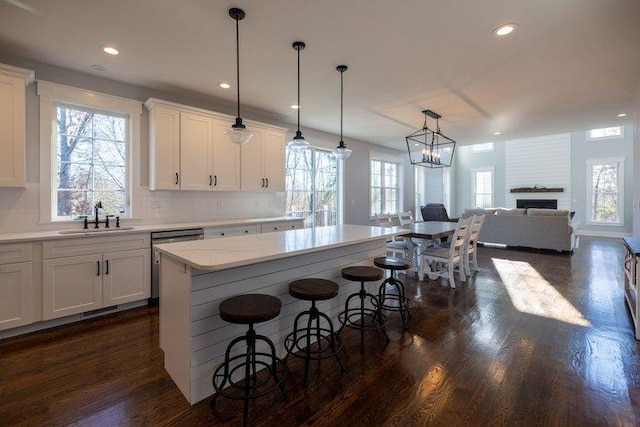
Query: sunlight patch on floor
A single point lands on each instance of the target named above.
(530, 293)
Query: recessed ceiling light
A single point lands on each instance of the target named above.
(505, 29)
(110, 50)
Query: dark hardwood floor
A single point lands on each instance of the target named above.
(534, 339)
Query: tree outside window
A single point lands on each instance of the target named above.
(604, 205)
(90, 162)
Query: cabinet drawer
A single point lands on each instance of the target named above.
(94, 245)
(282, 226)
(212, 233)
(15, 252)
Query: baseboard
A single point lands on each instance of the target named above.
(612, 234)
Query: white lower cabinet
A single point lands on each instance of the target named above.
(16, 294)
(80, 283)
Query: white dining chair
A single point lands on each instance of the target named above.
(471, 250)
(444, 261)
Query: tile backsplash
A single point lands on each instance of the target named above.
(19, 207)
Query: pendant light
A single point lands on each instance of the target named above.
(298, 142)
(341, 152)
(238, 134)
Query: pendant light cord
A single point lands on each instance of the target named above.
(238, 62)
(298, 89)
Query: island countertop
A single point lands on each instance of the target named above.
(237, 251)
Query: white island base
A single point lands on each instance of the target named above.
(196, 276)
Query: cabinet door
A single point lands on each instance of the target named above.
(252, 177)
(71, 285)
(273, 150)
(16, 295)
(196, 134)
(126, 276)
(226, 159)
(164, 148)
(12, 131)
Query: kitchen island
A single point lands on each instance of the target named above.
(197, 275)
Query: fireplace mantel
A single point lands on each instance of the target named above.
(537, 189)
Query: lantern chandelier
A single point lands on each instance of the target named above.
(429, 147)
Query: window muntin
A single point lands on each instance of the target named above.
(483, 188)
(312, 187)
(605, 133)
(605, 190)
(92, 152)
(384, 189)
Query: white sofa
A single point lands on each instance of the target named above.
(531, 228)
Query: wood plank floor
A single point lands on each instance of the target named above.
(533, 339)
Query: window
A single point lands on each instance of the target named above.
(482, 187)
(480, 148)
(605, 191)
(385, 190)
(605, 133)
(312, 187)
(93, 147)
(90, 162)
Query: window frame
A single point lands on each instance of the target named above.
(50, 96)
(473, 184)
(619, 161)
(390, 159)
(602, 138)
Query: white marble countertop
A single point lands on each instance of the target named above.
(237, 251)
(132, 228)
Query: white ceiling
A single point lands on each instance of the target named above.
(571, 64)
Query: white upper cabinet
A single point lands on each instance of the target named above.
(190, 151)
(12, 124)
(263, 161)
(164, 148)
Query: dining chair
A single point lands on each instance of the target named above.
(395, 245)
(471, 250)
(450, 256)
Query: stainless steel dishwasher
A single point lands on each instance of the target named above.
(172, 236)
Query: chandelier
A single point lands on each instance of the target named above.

> _AIM OF THE TASK_: Read through the lines above and collect those that contain the string "cabinet".

> _FINAL ANSWER_:
Query: cabinet drawer
Query: white lower cabinet
Query: cabinet door
Query: white upper cabinet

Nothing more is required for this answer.